WHAT TO WORK ON: Reproduce the items below with every "top-left corner" swapped for "upper-left corner", keeping all other text identical. Leave the pictures out of your answer.

MATERIAL:
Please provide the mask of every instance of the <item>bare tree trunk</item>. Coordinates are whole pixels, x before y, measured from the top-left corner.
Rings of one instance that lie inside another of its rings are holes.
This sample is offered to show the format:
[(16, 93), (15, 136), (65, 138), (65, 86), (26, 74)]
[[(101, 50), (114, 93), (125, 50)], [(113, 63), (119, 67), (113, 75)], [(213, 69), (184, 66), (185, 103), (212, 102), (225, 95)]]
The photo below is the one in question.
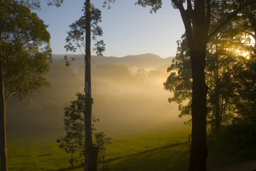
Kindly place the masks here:
[[(206, 98), (208, 87), (204, 78), (205, 52), (191, 56), (192, 68), (192, 133), (190, 171), (206, 170)], [(196, 55), (196, 56), (193, 56)]]
[(91, 8), (90, 0), (86, 0), (85, 10), (85, 56), (84, 73), (85, 106), (84, 111), (84, 139), (85, 142), (85, 166), (86, 171), (91, 171), (92, 147), (92, 100), (91, 92)]
[(1, 171), (8, 170), (5, 130), (5, 103), (4, 92), (2, 34), (0, 33), (0, 164)]
[(215, 45), (216, 52), (215, 54), (215, 71), (214, 79), (215, 82), (215, 90), (214, 92), (214, 105), (215, 106), (215, 131), (216, 135), (218, 136), (220, 129), (220, 83), (219, 75), (219, 58), (218, 45)]
[[(204, 1), (195, 1), (192, 21), (193, 40), (188, 45), (192, 78), (192, 133), (189, 160), (190, 171), (206, 170), (208, 151), (206, 145), (206, 95), (208, 87), (204, 74), (206, 47)], [(186, 30), (187, 33), (187, 30)], [(187, 36), (187, 37), (188, 36)]]
[(91, 74), (91, 2), (86, 0), (85, 56), (84, 73), (84, 92), (85, 109), (84, 116), (85, 155), (84, 166), (86, 171), (97, 170), (97, 160), (99, 149), (93, 146), (92, 132), (92, 110), (93, 100), (92, 98)]

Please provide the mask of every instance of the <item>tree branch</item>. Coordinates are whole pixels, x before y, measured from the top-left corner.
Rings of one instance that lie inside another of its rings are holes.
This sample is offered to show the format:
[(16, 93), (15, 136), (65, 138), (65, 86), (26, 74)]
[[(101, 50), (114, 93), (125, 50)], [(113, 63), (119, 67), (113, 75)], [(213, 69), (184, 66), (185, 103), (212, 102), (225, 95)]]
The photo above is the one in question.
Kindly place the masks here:
[(226, 19), (224, 20), (223, 22), (221, 23), (219, 26), (215, 28), (215, 29), (211, 33), (208, 35), (208, 36), (207, 36), (207, 38), (206, 38), (206, 40), (207, 42), (208, 42), (209, 41), (212, 36), (214, 35), (220, 28), (221, 28), (221, 27), (225, 26), (225, 25), (227, 24), (227, 23), (228, 23), (228, 22), (230, 21), (234, 16), (237, 14), (239, 11), (242, 10), (245, 7), (249, 6), (251, 4), (252, 4), (253, 2), (253, 1), (252, 1), (251, 3), (245, 3), (244, 5), (237, 8), (236, 10), (233, 11), (233, 12), (232, 12), (232, 13)]
[(17, 92), (12, 92), (12, 93), (10, 93), (9, 94), (9, 95), (8, 95), (7, 96), (5, 97), (5, 102), (6, 103), (6, 102), (7, 101), (7, 100), (8, 100), (8, 99), (9, 99), (9, 97), (10, 97), (10, 96), (11, 96), (12, 94), (14, 94), (16, 93)]
[(209, 27), (210, 25), (210, 20), (211, 19), (211, 0), (206, 0), (206, 5), (207, 5), (207, 11), (206, 16), (206, 21), (205, 22), (205, 33), (207, 36), (209, 31)]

RESULT FOR THIS EXERCISE:
Please provide the mask of every instance of the <item>bare tree trunk</item>. Coordinates are whole pixels, x before y, measured from the upper-left corner.
Rings of one instance that lie inside another of its rings are holes.
This sample is offered to show the format:
[(16, 93), (15, 136), (65, 138), (65, 86), (26, 74)]
[[(101, 50), (114, 93), (125, 50)], [(113, 63), (119, 67), (113, 75)], [(213, 69), (184, 66), (185, 103), (212, 102), (225, 95)]]
The photo below is the one in question.
Kindly place the masks here:
[[(206, 98), (208, 87), (204, 78), (205, 52), (191, 56), (192, 68), (192, 133), (190, 171), (206, 170)], [(196, 55), (196, 56), (193, 56)]]
[(91, 8), (90, 0), (86, 0), (85, 10), (85, 56), (84, 73), (85, 106), (84, 111), (84, 139), (85, 142), (85, 166), (86, 171), (91, 171), (92, 147), (92, 100), (91, 92)]
[(1, 171), (8, 170), (5, 130), (5, 103), (4, 92), (2, 34), (0, 33), (0, 164)]
[(215, 45), (216, 52), (215, 54), (215, 71), (214, 79), (215, 82), (215, 90), (214, 92), (214, 105), (215, 106), (215, 131), (216, 135), (218, 136), (220, 129), (220, 83), (219, 75), (219, 58), (218, 45)]
[[(204, 1), (195, 1), (192, 21), (193, 40), (188, 45), (192, 78), (192, 133), (189, 160), (190, 171), (206, 170), (208, 151), (206, 145), (206, 95), (208, 87), (204, 74), (206, 47)], [(186, 30), (187, 33), (187, 30)], [(187, 36), (187, 37), (188, 36)]]
[(91, 74), (91, 2), (86, 0), (85, 56), (84, 73), (84, 92), (85, 109), (84, 116), (85, 155), (84, 166), (86, 171), (97, 170), (97, 160), (99, 149), (93, 146), (92, 132), (92, 110), (93, 100), (92, 98)]

Please provide the mask of every instance of the <item>tree branch</item>. Coordinates are whole pixels, x before y, measured from the upper-left corner.
Rings of one instance that lie inside another of its rings are holes.
This sample is offered to show the format:
[(16, 93), (15, 136), (65, 138), (65, 86), (26, 74)]
[[(101, 50), (114, 93), (125, 50)], [(113, 63), (119, 67), (113, 75)], [(213, 69), (184, 66), (185, 103), (212, 102), (225, 95)]]
The photo above is the one in question.
Kindly place the masks here:
[(226, 19), (224, 20), (223, 22), (221, 23), (219, 26), (215, 28), (215, 29), (211, 33), (208, 35), (208, 36), (207, 36), (207, 38), (206, 38), (206, 40), (207, 42), (208, 42), (209, 41), (212, 36), (214, 35), (220, 28), (221, 28), (221, 27), (225, 26), (225, 25), (227, 24), (227, 23), (228, 23), (228, 22), (230, 21), (234, 16), (237, 14), (239, 11), (242, 10), (245, 7), (249, 6), (251, 4), (252, 4), (253, 2), (253, 1), (252, 1), (251, 3), (245, 3), (244, 5), (237, 8), (236, 10), (233, 11), (233, 12), (232, 12), (232, 13)]
[(17, 92), (12, 92), (12, 93), (10, 93), (9, 94), (9, 95), (8, 95), (7, 96), (5, 97), (5, 102), (6, 103), (6, 102), (7, 101), (7, 100), (8, 100), (8, 99), (9, 99), (9, 97), (10, 97), (10, 96), (11, 96), (12, 94), (14, 94), (16, 93)]
[(209, 27), (210, 25), (210, 20), (211, 19), (211, 0), (206, 0), (206, 5), (207, 5), (207, 11), (206, 16), (206, 21), (205, 22), (205, 33), (207, 36), (209, 31)]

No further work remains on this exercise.